↓

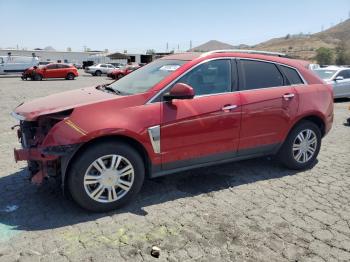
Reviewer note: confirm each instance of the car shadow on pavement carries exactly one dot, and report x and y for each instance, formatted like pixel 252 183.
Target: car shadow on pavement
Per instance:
pixel 24 206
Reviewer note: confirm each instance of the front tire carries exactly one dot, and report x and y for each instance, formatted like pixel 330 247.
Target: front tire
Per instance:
pixel 302 146
pixel 70 76
pixel 106 176
pixel 38 77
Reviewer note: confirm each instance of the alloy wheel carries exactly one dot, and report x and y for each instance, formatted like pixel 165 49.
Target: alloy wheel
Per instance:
pixel 304 146
pixel 109 178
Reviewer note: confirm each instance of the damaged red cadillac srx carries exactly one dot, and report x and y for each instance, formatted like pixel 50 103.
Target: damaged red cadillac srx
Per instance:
pixel 176 113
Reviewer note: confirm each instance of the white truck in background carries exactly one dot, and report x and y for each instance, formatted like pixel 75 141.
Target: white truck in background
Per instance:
pixel 16 64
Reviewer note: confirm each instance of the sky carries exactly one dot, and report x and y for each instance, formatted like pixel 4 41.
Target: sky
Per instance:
pixel 136 25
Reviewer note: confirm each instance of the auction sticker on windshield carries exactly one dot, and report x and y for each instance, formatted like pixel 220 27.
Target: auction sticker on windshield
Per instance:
pixel 169 67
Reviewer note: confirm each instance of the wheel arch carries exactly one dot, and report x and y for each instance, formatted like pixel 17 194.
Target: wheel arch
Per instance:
pixel 66 163
pixel 314 118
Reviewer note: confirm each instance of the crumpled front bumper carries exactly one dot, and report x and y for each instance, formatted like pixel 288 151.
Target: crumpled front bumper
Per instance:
pixel 43 154
pixel 32 154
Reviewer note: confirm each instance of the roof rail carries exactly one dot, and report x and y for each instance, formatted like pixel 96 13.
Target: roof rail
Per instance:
pixel 244 51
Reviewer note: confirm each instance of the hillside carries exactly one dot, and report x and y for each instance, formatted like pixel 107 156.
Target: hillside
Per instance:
pixel 299 46
pixel 211 45
pixel 304 46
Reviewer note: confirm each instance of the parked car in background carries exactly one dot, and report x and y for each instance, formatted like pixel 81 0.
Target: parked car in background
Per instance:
pixel 78 66
pixel 66 71
pixel 16 64
pixel 118 65
pixel 45 62
pixel 121 72
pixel 177 113
pixel 98 70
pixel 338 77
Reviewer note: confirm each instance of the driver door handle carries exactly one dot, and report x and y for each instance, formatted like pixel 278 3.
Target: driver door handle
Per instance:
pixel 228 107
pixel 288 96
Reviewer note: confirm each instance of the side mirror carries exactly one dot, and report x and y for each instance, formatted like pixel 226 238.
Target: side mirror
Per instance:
pixel 179 91
pixel 339 78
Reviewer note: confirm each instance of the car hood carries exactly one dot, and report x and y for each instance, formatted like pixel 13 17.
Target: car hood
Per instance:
pixel 62 101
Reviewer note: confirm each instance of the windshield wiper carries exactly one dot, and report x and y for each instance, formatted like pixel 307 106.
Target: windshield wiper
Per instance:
pixel 107 87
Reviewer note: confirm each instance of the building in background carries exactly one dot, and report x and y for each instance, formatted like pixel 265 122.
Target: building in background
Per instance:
pixel 53 56
pixel 90 57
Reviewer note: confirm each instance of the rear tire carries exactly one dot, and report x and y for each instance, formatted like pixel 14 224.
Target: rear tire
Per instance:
pixel 106 187
pixel 70 76
pixel 301 147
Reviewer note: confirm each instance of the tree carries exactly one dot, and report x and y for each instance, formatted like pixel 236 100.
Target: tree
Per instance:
pixel 324 56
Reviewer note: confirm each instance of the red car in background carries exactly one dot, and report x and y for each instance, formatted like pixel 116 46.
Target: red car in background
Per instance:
pixel 119 73
pixel 66 71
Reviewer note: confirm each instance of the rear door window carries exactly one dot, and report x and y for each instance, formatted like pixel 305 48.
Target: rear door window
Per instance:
pixel 52 66
pixel 258 74
pixel 345 74
pixel 292 75
pixel 212 77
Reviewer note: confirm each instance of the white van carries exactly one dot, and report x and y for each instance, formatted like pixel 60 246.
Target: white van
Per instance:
pixel 16 64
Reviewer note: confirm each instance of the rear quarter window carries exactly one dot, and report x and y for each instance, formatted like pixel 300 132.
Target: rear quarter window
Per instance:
pixel 259 74
pixel 292 75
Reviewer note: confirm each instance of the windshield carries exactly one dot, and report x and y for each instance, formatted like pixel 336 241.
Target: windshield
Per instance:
pixel 146 77
pixel 325 74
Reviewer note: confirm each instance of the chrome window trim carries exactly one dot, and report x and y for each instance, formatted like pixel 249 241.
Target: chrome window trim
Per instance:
pixel 150 101
pixel 17 116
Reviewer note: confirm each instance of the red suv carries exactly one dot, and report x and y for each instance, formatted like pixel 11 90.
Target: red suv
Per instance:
pixel 177 113
pixel 66 71
pixel 121 72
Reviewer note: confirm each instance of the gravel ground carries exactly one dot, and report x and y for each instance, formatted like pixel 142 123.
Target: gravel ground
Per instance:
pixel 246 211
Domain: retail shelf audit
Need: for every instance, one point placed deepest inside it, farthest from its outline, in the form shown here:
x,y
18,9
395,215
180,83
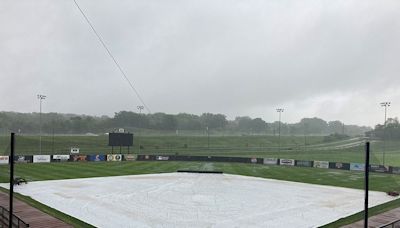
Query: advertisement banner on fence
x,y
339,165
304,163
379,168
61,157
162,158
96,157
23,159
78,158
114,157
41,158
130,157
357,166
4,160
321,164
395,170
270,161
286,162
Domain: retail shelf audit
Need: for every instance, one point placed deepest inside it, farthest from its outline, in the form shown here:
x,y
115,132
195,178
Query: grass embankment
x,y
50,211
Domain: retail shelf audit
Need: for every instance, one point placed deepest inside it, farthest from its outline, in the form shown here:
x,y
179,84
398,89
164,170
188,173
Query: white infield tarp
x,y
198,200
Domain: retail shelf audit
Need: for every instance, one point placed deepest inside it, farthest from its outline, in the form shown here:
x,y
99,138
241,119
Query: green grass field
x,y
350,179
295,147
309,148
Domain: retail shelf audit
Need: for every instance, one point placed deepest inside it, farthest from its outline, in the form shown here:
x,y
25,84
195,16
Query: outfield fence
x,y
252,160
395,224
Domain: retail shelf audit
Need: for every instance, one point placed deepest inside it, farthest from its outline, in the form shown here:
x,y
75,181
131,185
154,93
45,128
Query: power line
x,y
112,57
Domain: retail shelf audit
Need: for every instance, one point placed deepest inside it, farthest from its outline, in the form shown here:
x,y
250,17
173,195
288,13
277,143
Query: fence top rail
x,y
389,224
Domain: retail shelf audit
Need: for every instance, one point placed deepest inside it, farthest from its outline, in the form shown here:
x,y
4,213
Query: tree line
x,y
58,123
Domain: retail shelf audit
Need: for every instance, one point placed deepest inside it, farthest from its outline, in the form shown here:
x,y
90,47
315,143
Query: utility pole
x,y
279,110
386,105
140,107
40,97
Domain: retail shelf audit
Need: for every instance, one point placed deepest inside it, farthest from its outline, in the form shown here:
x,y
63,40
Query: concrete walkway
x,y
34,217
378,220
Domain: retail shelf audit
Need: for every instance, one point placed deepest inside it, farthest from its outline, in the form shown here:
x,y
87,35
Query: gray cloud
x,y
333,59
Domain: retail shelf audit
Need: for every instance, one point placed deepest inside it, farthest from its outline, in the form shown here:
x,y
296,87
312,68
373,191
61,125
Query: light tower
x,y
140,107
279,110
41,98
385,104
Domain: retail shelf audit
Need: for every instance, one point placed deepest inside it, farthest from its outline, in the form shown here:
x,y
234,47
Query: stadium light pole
x,y
41,98
140,107
385,104
208,138
279,110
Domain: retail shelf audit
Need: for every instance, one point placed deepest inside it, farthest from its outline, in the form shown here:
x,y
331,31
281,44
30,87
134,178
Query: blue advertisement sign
x,y
96,157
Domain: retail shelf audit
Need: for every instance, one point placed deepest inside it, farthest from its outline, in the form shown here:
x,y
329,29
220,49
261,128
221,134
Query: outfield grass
x,y
293,147
342,178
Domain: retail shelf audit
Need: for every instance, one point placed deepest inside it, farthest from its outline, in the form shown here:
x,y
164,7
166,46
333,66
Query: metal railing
x,y
16,221
394,224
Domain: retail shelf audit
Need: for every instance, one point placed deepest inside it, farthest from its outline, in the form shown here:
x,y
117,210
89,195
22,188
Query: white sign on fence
x,y
4,160
270,161
286,161
41,158
61,157
321,164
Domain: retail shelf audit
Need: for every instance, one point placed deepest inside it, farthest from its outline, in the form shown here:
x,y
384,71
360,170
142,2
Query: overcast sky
x,y
336,60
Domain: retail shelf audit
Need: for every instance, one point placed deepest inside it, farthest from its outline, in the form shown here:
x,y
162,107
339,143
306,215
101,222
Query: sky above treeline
x,y
336,60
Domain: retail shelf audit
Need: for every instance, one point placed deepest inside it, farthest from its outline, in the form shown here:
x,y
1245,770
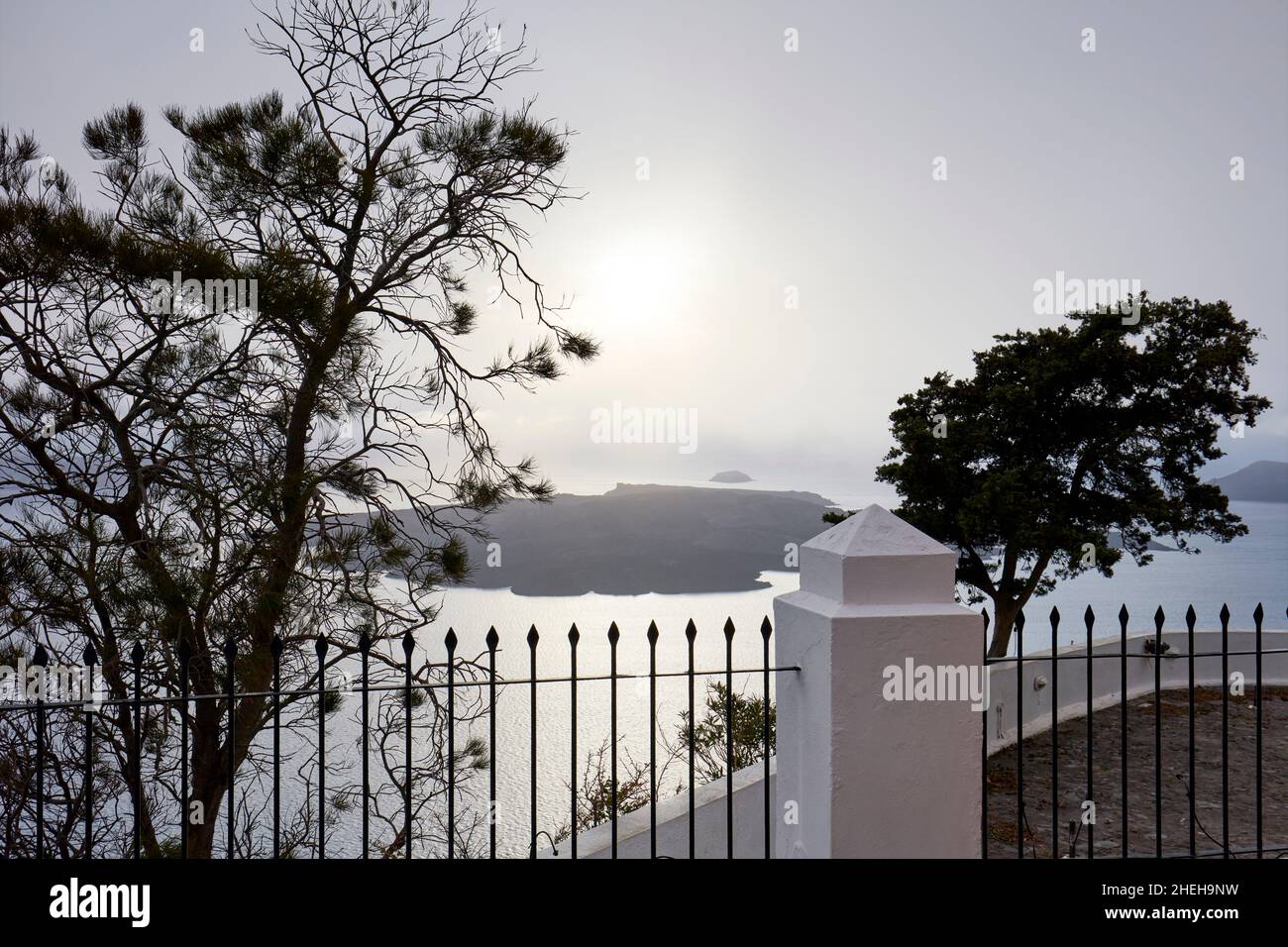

↑

Once you have located every line with the word "shadow" in the material above, list those lines.

[Output of the exercise]
Reviewer note: confirm each instance of the car shadow on pavement carries exactly one dot, and report x and y for each instance, formatted like pixel 252 183.
Target: car shadow on pavement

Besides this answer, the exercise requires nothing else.